WORK REQUIRED: Output the data in full and exactly as presented.

SUPPLIED MATERIAL:
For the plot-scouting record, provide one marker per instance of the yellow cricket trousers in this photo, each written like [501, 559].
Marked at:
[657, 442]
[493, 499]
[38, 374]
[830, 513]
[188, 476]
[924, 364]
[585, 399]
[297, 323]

RESPONSE:
For the plot-scouting record, provide one marker per instance of the yellow cricket trousers in this photo, each written like [501, 559].
Marked at:
[657, 442]
[493, 499]
[38, 374]
[830, 513]
[188, 476]
[924, 364]
[585, 399]
[297, 323]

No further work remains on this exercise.